### Short exercise A
Please transcribe the records below, from their first line through the line containing "Mark the region of every instance of the rocky", with both of those lines included.

SO LONG, SEE YOU TOMORROW by William Maxwell

A few pages into this book, I started to wonder if I’d read something by this author before. And indeed I had, THEY CAME LIKE SWALLOWS, a memoir about the author’s mother dying of the Spanish Flu. What tipped me off was first the style, and second the fact that the narrator’s mother had just died of Spanish Flu.

Bizarrely, what the child narrator is narrating to us is a real-life murder from his home town. A man’s wife falls in love with his best friend, and leaves him in an ugly and very public divorce. He murders his friend, cuts off the corpse’s ear (?) and then drowns himself. The perspective changes from the child’s, to various of the adult’s, to a dog’s. The dog’s part is by far the saddest.

I admired this book greatly, but at the same time didn’t enjoy it. It was just kind of sad and I wasn’t sure what I gained from it.

SATURDAY NIGHT AND SUNDAY MORNING by Alan Sillitoe

I am always struck by how vanishingly rare it is to read a book by a working class person before about 1950.  Here is one.  It’s a hair raising account of heavy boozing and factory work in Nottingham, and you know all you need to know when I tell you this book is where the expression ‘Don’t let the bastards get you down’ comes from.  Try this sample:

“Factories sweat you to death, labour exchanges talk you to death, insurance and income tax offices milk money from your wage packets and rob you to death. And if you’re still left with a tiny bit of life in your guts after all this boggering about, the army calls you up and you get shot to death. . . .  Ay, by God, it’s a hard life if you don’t weaken, if you don’t stop that bastard government from grinding your face in the muck, though there ain’t much you can do about it unless you start making dynamite to blow their four-eyed clocks to bits.”

‘It’s a hard life if you don’t weaken!’  I love that

This author began life as a factory worker, but then married a poet and used his army pension to move to Spain to write.   I was touched to hear he wrote this under a lemon tree at Robert Graves’ house, who was the person who encouraged him to write the life he knew.  I love Graves’ GOODBYE TO ALL THAT,  a wonderful book about binning your life and becoming a bohemian, and it was sweet to meet him at second-hand through this other writer.

### Short exercise B
Restate the book reviews above word for word.

### Records supplied
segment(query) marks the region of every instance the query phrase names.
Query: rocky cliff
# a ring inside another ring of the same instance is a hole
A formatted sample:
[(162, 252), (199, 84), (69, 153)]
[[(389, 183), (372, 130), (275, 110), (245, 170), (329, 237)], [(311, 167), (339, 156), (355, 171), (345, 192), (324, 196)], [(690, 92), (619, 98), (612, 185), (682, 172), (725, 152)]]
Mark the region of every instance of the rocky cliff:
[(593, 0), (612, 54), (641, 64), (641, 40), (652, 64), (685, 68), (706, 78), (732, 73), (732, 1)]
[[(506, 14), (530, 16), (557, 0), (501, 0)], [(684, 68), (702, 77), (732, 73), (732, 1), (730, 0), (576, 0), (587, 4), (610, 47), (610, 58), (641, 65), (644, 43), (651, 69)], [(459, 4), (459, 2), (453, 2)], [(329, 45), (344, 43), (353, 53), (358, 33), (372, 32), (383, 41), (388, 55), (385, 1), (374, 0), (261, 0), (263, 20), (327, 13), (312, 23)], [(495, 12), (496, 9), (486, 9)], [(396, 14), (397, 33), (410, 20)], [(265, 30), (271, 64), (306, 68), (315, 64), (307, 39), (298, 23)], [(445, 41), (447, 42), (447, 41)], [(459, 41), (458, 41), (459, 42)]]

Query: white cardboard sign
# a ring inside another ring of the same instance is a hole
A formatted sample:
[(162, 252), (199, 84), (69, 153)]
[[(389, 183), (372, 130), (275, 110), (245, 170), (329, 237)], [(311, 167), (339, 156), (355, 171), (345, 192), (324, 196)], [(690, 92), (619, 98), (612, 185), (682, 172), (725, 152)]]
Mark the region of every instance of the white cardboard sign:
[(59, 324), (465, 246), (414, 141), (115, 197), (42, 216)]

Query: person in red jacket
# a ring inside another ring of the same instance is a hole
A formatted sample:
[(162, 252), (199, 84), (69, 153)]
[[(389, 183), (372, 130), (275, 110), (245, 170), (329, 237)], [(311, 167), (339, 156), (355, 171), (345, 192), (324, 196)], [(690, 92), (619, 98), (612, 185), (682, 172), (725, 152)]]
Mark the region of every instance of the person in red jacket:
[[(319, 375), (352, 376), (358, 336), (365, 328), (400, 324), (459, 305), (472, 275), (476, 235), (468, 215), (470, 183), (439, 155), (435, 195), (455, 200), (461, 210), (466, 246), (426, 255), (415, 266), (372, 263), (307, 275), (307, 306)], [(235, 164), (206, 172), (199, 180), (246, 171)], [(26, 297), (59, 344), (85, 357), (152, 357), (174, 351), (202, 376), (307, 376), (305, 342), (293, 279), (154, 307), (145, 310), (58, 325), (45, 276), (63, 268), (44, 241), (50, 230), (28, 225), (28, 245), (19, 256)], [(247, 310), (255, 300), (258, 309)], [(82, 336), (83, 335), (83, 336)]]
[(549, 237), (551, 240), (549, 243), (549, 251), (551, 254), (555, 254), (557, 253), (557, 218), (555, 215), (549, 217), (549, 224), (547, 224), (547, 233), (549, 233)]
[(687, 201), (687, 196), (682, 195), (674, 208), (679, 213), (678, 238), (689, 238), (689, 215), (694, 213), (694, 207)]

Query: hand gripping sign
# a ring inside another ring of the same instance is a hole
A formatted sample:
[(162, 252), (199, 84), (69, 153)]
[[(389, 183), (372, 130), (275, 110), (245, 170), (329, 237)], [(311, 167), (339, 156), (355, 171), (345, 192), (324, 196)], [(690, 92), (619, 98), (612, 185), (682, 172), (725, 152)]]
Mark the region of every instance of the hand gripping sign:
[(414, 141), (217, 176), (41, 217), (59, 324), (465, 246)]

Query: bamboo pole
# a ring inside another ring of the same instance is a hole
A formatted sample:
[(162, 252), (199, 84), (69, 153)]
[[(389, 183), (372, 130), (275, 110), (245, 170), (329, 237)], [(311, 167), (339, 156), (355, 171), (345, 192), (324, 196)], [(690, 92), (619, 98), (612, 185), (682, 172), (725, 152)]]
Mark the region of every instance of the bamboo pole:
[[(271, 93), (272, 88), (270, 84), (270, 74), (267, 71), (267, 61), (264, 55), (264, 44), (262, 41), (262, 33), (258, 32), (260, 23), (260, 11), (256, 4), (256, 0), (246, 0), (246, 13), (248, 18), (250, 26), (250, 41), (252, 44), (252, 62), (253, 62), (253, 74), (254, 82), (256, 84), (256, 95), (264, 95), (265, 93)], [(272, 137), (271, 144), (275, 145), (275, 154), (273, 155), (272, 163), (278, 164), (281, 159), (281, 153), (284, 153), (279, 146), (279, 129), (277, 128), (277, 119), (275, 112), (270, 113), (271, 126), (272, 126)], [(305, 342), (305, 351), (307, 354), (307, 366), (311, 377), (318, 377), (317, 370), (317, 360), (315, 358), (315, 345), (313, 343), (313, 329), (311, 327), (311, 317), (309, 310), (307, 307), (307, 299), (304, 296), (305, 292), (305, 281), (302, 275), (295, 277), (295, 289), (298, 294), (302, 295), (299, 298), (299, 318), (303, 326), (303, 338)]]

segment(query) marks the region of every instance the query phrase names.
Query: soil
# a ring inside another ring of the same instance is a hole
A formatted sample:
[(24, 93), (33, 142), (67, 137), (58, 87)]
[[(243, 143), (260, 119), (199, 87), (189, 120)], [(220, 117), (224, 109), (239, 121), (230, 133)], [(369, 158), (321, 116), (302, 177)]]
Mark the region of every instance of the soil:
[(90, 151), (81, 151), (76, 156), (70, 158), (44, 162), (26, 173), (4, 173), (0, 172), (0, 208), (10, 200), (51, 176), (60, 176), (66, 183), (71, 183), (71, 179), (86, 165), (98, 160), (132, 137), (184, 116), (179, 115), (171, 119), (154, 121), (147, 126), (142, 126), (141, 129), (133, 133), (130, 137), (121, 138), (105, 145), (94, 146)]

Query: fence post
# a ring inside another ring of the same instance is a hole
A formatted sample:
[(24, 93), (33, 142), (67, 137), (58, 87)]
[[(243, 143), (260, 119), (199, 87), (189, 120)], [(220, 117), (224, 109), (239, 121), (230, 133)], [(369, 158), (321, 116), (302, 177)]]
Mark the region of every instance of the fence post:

### Full response A
segment(query) marks the region of every instance the query phrase names.
Query: rocky cliff
# a ring inside another ring of the same instance is a hole
A formatted sample:
[(162, 252), (199, 84), (69, 153)]
[[(389, 183), (372, 130), (275, 110), (245, 170), (329, 237)], [(311, 167), (339, 156), (355, 171), (345, 192), (324, 196)], [(690, 92), (619, 98), (612, 185), (682, 172), (725, 152)]]
Mark the region of every instance of the rocky cliff:

### Full response B
SO LONG, SEE YOU TOMORROW by William Maxwell

A few pages into this book, I started to wonder if I’d read something by this author before. And indeed I had, THEY CAME LIKE SWALLOWS, a memoir about the author’s mother dying of the Spanish Flu. What tipped me off was first the style, and second the fact that the narrator’s mother had just died of Spanish Flu.

Bizarrely, what the child narrator is narrating to us is a real-life murder from his home town. A man’s wife falls in love with his best friend, and leaves him in an ugly and very public divorce. He murders his friend, cuts off the corpse’s ear (?) and then drowns himself. The perspective changes from the child’s, to various of the adult’s, to a dog’s. The dog’s part is by far the saddest.

I admired this book greatly, but at the same time didn’t enjoy it. It was just kind of sad and I wasn’t sure what I gained from it.

SATURDAY NIGHT AND SUNDAY MORNING by Alan Sillitoe

I am always struck by how vanishingly rare it is to read a book by a working class person before about 1950.  Here is one.  It’s a hair raising account of heavy boozing and factory work in Nottingham, and you know all you need to know when I tell you this book is where the expression ‘Don’t let the bastards get you down’ comes from.  Try this sample:

“Factories sweat you to death, labour exchanges talk you to death, insurance and income tax offices milk money from your wage packets and rob you to death. And if you’re still left with a tiny bit of life in your guts after all this boggering about, the army calls you up and you get shot to death. . . .  Ay, by God, it’s a hard life if you don’t weaken, if you don’t stop that bastard government from grinding your face in the muck, though there ain’t much you can do about it unless you start making dynamite to blow their four-eyed clocks to bits.”

‘It’s a hard life if you don’t weaken!’  I love that

This author began life as a factory worker, but then married a poet and used his army pension to move to Spain to write.   I was touched to hear he wrote this under a lemon tree at Robert Graves’ house, who was the person who encouraged him to write the life he knew.  I love Graves’ GOODBYE TO ALL THAT,  a wonderful book about binning your life and becoming a bohemian, and it was sweet to meet him at second-hand through this other writer.